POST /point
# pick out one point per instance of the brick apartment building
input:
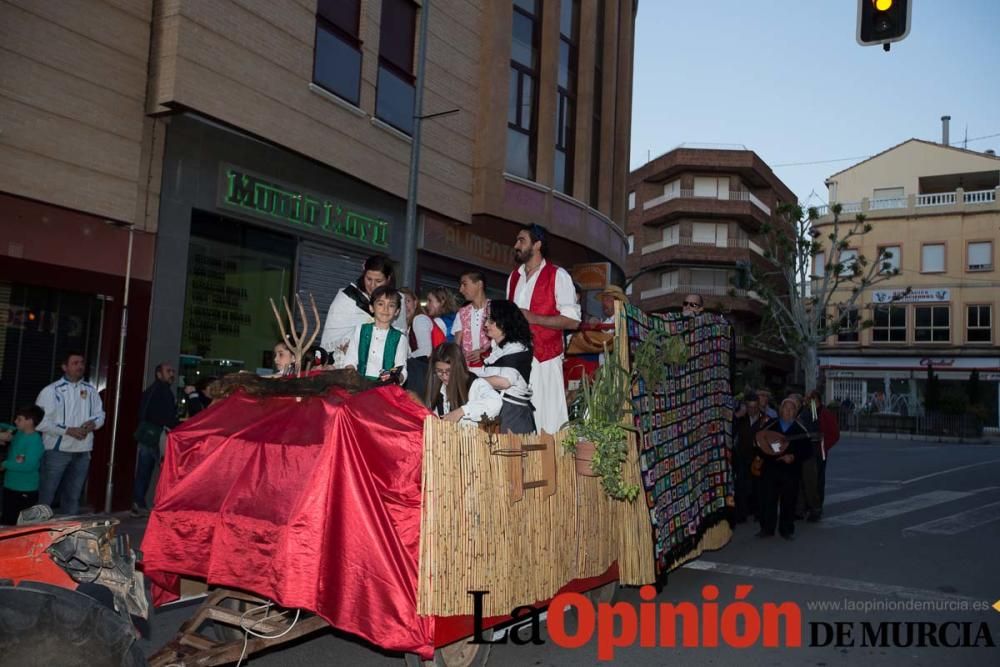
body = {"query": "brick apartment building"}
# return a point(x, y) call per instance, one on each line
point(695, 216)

=======

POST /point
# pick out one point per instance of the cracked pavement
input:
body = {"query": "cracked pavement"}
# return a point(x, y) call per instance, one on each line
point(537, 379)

=======

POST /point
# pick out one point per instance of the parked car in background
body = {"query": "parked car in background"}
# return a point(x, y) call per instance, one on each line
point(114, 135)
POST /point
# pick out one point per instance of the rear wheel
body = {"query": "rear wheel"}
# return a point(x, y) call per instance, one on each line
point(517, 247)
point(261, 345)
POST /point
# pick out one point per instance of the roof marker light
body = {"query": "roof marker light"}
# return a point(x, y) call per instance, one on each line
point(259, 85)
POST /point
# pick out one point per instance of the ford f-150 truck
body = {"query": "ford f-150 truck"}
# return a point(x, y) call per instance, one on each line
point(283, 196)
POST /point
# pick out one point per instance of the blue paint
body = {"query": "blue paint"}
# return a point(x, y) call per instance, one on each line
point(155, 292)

=======

_WHAT IS REQUIRED_
Return every line in the entries above that contains the word "light".

_SOLUTION_
# pick out one point per instance of the roof marker light
body = {"query": "roof marker light"}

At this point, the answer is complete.